Your goal: Quote, word for word, every line starting at the line that contains "Where can the car" and ending with the last line of the records; include both of these lines and no others.

Information supplied:
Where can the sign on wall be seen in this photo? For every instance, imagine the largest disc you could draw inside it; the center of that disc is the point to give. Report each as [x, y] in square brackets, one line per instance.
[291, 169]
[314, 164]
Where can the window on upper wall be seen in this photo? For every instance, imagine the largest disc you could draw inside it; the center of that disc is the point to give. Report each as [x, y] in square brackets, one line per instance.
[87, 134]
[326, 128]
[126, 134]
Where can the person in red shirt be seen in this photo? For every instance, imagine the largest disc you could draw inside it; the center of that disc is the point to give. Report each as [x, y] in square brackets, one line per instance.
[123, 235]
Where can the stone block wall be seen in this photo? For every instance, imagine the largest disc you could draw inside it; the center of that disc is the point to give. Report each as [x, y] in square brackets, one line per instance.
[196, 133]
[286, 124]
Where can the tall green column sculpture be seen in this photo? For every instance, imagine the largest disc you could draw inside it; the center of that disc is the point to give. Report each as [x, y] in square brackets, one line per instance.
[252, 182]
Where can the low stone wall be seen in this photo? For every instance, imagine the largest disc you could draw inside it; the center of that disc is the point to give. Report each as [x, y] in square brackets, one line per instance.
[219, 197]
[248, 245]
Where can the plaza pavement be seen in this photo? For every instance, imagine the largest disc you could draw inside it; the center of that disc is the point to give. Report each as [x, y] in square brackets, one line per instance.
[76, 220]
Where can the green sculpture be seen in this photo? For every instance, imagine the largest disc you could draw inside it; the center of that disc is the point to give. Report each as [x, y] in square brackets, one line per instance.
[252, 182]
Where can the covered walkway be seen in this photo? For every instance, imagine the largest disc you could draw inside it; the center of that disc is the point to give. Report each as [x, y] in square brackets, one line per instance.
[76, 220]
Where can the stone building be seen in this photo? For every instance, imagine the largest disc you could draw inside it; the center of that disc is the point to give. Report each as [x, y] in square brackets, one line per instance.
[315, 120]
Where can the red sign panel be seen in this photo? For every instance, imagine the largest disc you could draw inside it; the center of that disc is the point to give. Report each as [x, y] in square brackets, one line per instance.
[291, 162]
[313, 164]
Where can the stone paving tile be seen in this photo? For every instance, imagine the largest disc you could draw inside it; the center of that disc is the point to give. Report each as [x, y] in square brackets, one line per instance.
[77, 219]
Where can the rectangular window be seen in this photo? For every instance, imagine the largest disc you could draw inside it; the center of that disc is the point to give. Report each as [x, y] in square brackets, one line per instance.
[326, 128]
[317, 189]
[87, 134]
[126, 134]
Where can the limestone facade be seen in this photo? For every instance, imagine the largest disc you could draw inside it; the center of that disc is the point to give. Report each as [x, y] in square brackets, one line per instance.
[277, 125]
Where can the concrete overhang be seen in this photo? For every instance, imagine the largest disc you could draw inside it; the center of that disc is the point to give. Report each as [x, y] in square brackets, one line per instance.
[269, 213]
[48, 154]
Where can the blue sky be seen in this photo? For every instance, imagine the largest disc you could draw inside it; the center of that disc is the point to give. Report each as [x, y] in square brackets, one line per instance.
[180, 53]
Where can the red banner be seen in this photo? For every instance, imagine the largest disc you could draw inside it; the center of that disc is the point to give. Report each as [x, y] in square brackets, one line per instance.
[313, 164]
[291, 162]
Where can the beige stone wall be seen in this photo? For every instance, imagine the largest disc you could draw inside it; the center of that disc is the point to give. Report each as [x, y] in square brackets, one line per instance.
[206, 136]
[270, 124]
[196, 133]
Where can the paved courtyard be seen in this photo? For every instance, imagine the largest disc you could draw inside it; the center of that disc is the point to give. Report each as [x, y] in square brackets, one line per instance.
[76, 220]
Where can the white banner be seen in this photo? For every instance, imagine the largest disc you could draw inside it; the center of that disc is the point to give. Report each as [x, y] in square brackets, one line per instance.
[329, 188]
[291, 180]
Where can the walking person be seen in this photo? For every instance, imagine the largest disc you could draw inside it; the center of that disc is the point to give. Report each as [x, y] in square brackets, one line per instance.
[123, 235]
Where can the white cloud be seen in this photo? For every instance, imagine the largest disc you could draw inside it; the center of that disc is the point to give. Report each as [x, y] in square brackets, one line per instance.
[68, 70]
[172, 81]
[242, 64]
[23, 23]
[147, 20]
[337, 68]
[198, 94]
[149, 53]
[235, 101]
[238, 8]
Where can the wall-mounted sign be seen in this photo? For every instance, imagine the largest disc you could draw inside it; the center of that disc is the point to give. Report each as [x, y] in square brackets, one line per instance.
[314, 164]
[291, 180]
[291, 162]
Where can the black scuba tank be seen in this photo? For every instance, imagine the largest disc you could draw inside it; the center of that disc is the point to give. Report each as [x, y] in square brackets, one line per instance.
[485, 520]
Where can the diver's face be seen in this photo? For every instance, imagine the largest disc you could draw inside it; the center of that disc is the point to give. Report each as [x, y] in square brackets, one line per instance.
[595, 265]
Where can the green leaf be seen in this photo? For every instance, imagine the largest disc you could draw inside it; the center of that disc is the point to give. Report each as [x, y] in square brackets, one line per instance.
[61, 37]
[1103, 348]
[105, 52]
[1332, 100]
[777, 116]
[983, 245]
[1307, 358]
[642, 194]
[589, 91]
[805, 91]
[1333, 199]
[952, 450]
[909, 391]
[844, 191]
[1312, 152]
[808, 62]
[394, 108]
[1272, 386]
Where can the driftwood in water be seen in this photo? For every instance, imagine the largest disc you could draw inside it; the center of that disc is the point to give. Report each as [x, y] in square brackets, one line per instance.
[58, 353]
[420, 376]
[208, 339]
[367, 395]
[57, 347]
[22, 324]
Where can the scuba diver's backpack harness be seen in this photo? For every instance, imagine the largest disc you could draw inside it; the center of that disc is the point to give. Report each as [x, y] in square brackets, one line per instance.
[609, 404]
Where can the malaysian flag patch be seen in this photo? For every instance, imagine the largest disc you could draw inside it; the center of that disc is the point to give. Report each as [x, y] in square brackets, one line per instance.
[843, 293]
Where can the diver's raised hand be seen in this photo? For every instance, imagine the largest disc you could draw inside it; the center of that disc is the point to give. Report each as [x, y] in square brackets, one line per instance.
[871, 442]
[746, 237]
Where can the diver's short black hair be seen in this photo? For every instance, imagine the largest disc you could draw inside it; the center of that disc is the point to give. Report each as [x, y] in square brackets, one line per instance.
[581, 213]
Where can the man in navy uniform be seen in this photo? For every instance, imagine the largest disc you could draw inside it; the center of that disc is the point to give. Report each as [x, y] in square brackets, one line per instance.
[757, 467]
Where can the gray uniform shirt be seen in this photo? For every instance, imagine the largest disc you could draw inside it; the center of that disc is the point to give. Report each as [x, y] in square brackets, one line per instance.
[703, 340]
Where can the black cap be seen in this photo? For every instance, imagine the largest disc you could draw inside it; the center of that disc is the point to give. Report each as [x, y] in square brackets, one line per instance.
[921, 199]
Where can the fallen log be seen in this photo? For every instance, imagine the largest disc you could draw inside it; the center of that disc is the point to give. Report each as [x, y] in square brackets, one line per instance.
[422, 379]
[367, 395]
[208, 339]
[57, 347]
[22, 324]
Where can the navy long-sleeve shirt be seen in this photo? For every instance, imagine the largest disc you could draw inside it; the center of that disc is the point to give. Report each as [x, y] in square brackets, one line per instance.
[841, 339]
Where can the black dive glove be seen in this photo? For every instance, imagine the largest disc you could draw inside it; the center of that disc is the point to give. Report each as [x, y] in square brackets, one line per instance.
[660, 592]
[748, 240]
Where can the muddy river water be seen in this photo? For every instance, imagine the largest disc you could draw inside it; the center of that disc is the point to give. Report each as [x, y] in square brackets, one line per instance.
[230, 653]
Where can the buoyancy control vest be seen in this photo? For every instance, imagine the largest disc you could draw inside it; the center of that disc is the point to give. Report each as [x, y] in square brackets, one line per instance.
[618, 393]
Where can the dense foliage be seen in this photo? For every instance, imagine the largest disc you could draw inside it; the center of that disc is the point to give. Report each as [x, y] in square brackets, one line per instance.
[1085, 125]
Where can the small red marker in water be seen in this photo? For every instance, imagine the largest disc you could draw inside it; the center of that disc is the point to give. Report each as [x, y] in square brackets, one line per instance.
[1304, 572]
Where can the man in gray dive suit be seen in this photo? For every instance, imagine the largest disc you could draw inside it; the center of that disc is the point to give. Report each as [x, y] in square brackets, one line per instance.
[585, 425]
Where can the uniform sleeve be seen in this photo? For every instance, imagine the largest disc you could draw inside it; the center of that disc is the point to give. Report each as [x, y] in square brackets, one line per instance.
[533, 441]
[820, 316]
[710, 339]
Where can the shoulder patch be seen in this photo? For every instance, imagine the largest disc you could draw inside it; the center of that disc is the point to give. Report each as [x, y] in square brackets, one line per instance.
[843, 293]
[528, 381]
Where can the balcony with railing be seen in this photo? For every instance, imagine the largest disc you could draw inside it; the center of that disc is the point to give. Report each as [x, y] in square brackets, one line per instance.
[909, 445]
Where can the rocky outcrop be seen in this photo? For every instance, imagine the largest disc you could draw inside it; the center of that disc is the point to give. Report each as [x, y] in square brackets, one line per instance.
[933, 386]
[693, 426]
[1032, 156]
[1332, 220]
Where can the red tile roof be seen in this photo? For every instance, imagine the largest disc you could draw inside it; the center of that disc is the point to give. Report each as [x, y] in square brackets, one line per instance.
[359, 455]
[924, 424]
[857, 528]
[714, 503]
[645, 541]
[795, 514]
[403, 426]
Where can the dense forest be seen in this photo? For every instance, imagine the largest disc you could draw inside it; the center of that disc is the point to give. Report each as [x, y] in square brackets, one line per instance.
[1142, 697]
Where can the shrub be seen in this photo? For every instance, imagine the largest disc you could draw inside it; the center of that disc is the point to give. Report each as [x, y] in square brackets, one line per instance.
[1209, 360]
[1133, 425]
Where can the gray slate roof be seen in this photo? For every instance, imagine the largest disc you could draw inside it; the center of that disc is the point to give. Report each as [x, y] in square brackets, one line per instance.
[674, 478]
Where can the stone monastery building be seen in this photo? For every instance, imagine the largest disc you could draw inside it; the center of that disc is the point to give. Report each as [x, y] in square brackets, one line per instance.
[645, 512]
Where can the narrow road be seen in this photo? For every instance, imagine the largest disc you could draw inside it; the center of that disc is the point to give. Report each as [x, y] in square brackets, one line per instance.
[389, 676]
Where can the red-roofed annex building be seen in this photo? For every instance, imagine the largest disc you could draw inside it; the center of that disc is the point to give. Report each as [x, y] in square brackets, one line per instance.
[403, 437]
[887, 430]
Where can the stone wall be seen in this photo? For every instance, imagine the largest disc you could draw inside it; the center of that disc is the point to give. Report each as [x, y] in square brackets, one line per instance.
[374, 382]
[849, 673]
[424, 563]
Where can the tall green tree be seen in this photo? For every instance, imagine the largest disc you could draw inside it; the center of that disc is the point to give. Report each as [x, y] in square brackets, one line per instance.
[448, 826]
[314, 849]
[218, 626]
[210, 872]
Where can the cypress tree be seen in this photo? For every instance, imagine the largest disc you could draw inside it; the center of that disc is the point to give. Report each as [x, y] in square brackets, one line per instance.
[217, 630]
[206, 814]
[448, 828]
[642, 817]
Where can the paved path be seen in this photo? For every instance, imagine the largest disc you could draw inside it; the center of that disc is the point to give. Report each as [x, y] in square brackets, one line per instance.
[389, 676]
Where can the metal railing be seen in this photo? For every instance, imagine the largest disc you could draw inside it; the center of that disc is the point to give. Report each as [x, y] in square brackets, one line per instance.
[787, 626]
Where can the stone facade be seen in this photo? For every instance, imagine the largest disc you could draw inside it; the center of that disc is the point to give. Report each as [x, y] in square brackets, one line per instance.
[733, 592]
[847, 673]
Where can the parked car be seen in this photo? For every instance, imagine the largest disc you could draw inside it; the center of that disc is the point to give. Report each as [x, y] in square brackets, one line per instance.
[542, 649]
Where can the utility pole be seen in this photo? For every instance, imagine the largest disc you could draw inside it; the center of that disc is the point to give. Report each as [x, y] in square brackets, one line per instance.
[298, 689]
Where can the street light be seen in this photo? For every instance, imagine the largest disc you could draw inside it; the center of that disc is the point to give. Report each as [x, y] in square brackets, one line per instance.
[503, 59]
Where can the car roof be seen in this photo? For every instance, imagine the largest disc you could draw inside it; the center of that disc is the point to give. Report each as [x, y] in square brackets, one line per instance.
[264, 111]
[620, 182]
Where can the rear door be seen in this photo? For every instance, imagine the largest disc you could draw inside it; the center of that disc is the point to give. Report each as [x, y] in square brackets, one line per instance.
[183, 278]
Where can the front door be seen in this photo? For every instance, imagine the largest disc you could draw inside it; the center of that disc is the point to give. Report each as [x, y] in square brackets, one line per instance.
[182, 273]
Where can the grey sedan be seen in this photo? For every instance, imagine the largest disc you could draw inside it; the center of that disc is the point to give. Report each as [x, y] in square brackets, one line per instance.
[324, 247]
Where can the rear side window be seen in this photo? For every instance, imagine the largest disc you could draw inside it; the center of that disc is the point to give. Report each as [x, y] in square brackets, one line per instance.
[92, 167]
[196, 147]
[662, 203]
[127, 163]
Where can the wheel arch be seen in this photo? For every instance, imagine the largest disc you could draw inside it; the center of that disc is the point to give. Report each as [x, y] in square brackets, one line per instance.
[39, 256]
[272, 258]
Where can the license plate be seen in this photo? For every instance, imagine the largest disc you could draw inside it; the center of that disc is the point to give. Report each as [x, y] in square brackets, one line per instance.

Solution:
Where can the car roof be seen in this photo? For every instance, imagine the largest disc you could draw inside it; the center of that disc is the point to give. Report each as [x, y] in square brackets, one line per instance.
[264, 111]
[620, 182]
Where can the rear door be seen in this photo? For every instance, imagine the largest disc you could draw inside it; the center of that disc is the point to give. Report each as [x, y] in square brackets, one line per instance.
[183, 278]
Where can the front door be seen in this photo? For every instance, imagine the largest disc you could draw inside it; the center of that disc is the point to give. Report each as [x, y] in square brackets, one line per instance.
[182, 273]
Where can the grey sedan be seen in this photo? For every instance, imagine the largest disc you could draw inside it; the center of that disc is the point to give. Report each as [x, y] in square brackets, one line per instance.
[324, 247]
Where can the rear side window be seen in this photo? For every instance, imagine the largest disc you could draw inside it; the center of that disc is the point to give. Report each as [x, y] in square brackets, one line per instance.
[92, 167]
[196, 147]
[662, 203]
[127, 163]
Where can the wheel arch be seen in this photo? For every instance, imagine the largest disc you could draw inside it; the center of that disc is the point to give. Report each as [x, y] in square brackets, one line per instance.
[39, 256]
[272, 258]
Where can the license plate be seen in this photo? For every instance, imagine the largest disc you could draw inside it; the center of that disc is the point to give. Report each as [x, y] in square brackets, one line per instance.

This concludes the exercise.